_Required task_
Starting with the line that contains "Task: for every instance of the number", copy every line through the end of the data below, exactly and with nothing added.

_Source records_
--

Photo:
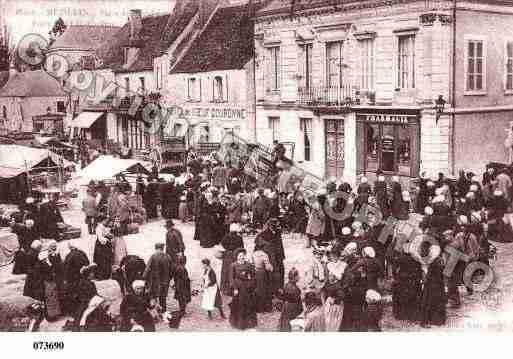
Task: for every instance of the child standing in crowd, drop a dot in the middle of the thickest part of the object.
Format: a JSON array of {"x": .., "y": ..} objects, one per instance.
[
  {"x": 182, "y": 284},
  {"x": 211, "y": 298}
]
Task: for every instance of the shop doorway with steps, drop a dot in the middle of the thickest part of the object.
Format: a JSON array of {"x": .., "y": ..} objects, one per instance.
[{"x": 334, "y": 148}]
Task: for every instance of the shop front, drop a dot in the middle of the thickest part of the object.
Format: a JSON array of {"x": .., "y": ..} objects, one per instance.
[
  {"x": 334, "y": 147},
  {"x": 388, "y": 141},
  {"x": 204, "y": 125}
]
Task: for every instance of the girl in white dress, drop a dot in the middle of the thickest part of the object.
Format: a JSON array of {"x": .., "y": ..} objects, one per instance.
[{"x": 211, "y": 297}]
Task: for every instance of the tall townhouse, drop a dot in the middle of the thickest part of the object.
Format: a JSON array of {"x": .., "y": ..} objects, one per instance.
[
  {"x": 362, "y": 86},
  {"x": 212, "y": 84}
]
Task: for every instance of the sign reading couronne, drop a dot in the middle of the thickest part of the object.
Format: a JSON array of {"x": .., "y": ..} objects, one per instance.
[{"x": 218, "y": 113}]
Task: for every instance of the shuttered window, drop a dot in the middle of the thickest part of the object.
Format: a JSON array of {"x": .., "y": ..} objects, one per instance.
[{"x": 305, "y": 66}]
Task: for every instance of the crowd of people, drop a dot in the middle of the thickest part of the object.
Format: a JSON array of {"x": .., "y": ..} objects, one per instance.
[{"x": 358, "y": 259}]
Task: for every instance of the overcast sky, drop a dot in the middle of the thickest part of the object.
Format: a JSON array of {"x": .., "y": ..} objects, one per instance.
[{"x": 38, "y": 16}]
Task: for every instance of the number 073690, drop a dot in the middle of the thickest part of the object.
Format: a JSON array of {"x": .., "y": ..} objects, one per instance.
[{"x": 48, "y": 345}]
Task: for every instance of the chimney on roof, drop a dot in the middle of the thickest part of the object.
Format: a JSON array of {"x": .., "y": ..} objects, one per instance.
[
  {"x": 135, "y": 21},
  {"x": 206, "y": 9},
  {"x": 12, "y": 68}
]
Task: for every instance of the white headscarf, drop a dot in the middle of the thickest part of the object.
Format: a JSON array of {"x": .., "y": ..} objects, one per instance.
[
  {"x": 369, "y": 252},
  {"x": 350, "y": 248}
]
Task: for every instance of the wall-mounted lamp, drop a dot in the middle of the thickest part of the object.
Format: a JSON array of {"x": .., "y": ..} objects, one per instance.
[{"x": 439, "y": 106}]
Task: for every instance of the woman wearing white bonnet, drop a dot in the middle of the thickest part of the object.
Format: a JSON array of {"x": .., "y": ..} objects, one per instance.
[
  {"x": 434, "y": 298},
  {"x": 235, "y": 227},
  {"x": 350, "y": 249},
  {"x": 369, "y": 252}
]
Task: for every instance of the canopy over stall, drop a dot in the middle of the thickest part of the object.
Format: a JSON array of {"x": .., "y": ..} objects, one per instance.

--

_Solution_
Task: for every instance of the number 073690, drop a dot in the middle of the thickest part of the object.
Format: a JSON array of {"x": .., "y": ..} objects, one per instance.
[{"x": 48, "y": 345}]
Task: for every instance of the chimney on roof, drop a dot in the middle of the thickest part of the object.
Format: a JSON array of {"x": .., "y": ..} objects, one per instance.
[
  {"x": 135, "y": 21},
  {"x": 206, "y": 9},
  {"x": 12, "y": 68}
]
Task: for every instance of the white headscarf, drop a dot in the middle of the thickest part of the object.
Format: a JSON array of {"x": .., "y": ..} objects, one per instance.
[
  {"x": 369, "y": 252},
  {"x": 350, "y": 248}
]
Task: for every instance of the wall-mounted lamp, drop a dot in the middle of the thickest part of the object.
Format: a JSON array of {"x": .., "y": ..} objects, one per instance.
[{"x": 439, "y": 106}]
Task: for every instance of the woman wearing white bonnet, drop a dot in the middle of the thickest part of the object.
Format: a JSON array of {"x": .., "y": ..} objects, one per instance.
[
  {"x": 434, "y": 298},
  {"x": 235, "y": 227},
  {"x": 350, "y": 249},
  {"x": 369, "y": 252}
]
Task: for every instance of the canopy over stall, drop a dot in the middle of the thickest part of the object.
Format: a JSON array of {"x": .., "y": ..} objects, one per instance.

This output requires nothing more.